▶ **Raw records**:
-- -- --
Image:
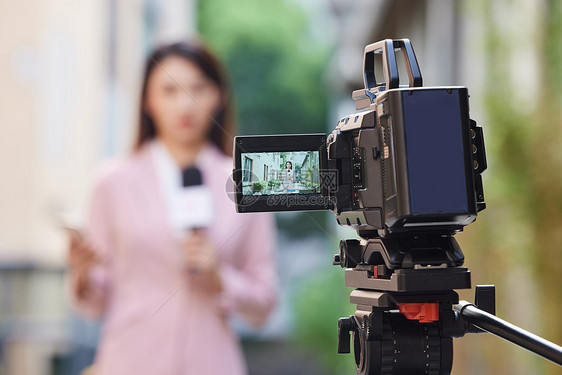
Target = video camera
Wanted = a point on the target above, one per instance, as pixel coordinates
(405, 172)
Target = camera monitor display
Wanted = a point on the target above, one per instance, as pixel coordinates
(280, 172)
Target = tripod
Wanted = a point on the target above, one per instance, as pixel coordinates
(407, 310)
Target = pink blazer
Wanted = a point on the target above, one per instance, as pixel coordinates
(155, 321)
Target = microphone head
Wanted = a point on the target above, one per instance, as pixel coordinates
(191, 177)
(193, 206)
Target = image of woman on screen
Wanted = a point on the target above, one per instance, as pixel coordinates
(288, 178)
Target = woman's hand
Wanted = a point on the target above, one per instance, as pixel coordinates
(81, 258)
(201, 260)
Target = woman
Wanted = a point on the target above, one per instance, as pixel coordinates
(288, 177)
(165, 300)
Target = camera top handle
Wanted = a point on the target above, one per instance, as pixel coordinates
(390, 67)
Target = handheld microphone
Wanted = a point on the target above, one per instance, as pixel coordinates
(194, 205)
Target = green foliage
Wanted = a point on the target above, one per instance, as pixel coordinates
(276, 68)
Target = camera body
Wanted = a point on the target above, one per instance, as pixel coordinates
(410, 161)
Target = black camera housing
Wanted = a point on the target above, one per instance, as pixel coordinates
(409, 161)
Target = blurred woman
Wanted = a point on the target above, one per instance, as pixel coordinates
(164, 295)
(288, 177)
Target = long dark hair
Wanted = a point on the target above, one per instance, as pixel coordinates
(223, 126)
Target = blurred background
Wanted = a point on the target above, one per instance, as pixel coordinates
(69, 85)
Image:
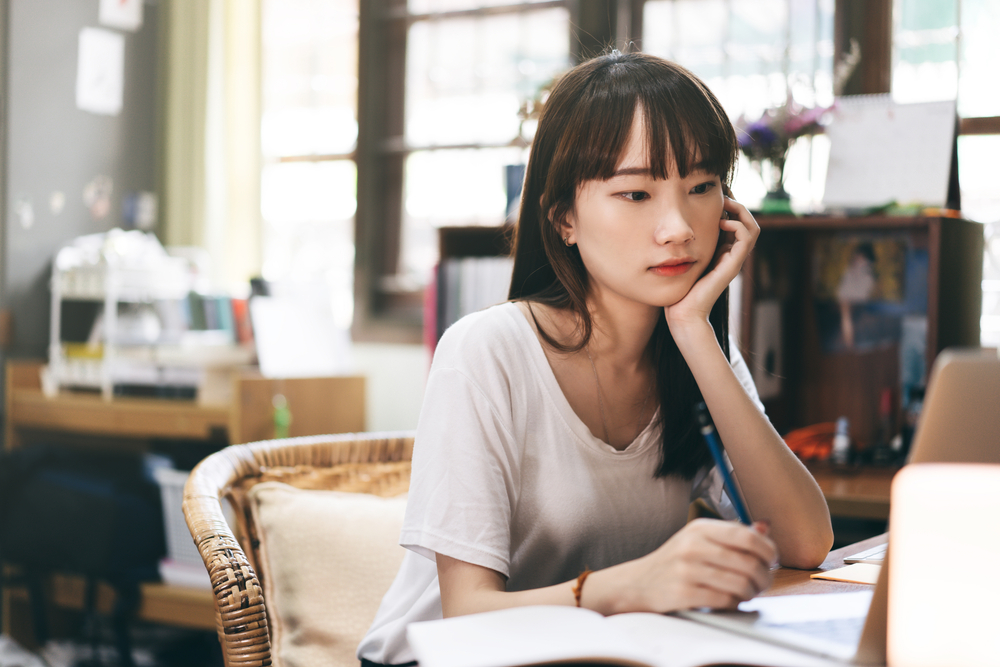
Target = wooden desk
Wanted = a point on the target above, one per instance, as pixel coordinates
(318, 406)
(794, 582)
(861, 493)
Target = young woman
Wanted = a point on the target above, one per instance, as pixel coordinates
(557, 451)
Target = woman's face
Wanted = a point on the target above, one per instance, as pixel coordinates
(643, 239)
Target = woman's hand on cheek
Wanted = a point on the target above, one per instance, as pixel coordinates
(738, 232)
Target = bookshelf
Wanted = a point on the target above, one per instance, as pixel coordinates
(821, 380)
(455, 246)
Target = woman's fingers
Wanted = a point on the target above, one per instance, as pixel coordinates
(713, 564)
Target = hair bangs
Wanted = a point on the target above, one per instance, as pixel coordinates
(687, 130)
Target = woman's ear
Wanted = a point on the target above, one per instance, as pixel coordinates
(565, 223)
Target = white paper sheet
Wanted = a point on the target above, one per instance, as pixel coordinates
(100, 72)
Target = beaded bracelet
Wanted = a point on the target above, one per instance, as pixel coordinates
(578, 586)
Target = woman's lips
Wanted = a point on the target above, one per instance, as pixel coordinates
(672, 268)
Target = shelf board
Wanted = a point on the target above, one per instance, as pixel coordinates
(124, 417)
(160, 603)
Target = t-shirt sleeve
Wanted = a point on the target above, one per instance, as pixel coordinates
-- -- --
Extract every line of the material above, reproducing each one verbatim, and leave the pictures out.

▶ **Exercise solution**:
Image:
Target = video camera
Wanted = a point on the target above, one per instance, as pixel coordinates
(405, 172)
Target = camera monitor display
Wanted = a point on the target above, one per instance, as pixel coordinates
(280, 172)
Target = tripod
Wanted = a point on the target above, one per instance, as pixel coordinates
(407, 310)
Target = pink blazer
Wanted = a point on the target above, one per instance, as pixel coordinates
(155, 321)
Target = microphone head
Wanted = a point on the target above, one per instance, as pixel coordinates
(191, 177)
(193, 206)
Target = image of woman on screen
Wanted = a point on the target above, one per instance, as pixel coordinates
(288, 178)
Target = woman's hand
Wanted = a point on the target above, one per instance, as pixel coordinates
(81, 258)
(201, 260)
Target = woman
Wanted = a point on the target above, one per instance, as pixel coordinates
(288, 177)
(165, 300)
Target = camera top handle
Wanted = a point on the target above, one per instance, as pixel coordinates
(390, 67)
Target = handheld microphone
Wanted = a point on the target above, one per instance, as pixel coordinates
(194, 205)
Target = green foliage
Wanted = a point on the target above, one per instance, as pixel coordinates
(276, 68)
Target = camera body
Wanted = a point on the target above, one per instance, as pixel coordinates
(410, 161)
Target = black camera housing
Wanted = a point on the target above, one per instance, as pixel coordinates
(409, 161)
Target = blurred woman
Wanted = a point on the target above, one per instance, as pixel coordinates
(164, 295)
(288, 177)
Target = long dark hair
Wanted = a point on the target above, one per instance, as pixel coordinates
(223, 126)
Target = blurred background
Wanted = a point on the target above, one per instance, as pixel coordinates
(69, 85)
Image:
Target = wooden desk
Wanted = a point on the target above, one per instance, as pixel coordinates
(318, 406)
(794, 582)
(861, 493)
Target = young woman
Wanted = a point on the target above, one per instance, as pixel coordinates
(557, 451)
Target = woman's face
Wanted = a point on the target above, one per instance, as pixel coordinates
(643, 239)
Target = woman's hand on cheek
Wanted = a point on the target above, one per instance, as pixel coordinates
(738, 232)
Target = bookshelf
Wanted = a point on the target above, one per instance, as pixel coordinates
(821, 380)
(455, 246)
Target = woman's fingers
Wanted = a point on the target above, one per instance, as pixel coordinates
(713, 564)
Target = hair bangs
Wanted = a point on the target above, one per instance, as pixel coordinates
(687, 130)
Target = woman's ear
Wanted = a point on the target above, one per instance, as pixel coordinates
(565, 223)
Target = white paper sheet
Wanted = a point on the target above, one per instance, as pixel coordinates
(100, 72)
Target = beaded bracelet
Wanted = a point on the target above, one per instance, as pixel coordinates
(578, 586)
Target = woman's lips
Wanted = a point on the target above, one per instance, as pixel coordinates
(672, 268)
Target = shelf board
Wanted = a point on the target above, one per instance, as pixel coordinates
(124, 417)
(160, 603)
Target = t-shirt sleeve
Wanted = a point on the target above, one per instance, as pixel coordinates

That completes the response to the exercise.